*** Begin section ***

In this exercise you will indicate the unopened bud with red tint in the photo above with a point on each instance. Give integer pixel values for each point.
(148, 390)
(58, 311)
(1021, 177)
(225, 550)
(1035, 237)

*** End section ***

▶ **Problem statement**: Transcribe the data above exactly as it reads.

▶ **Answer space**:
In this exercise you will indicate the unopened bud with red tint in the photo above with a point on each instance. Give integer pixel values for each point.
(148, 390)
(58, 311)
(1021, 177)
(225, 550)
(1035, 237)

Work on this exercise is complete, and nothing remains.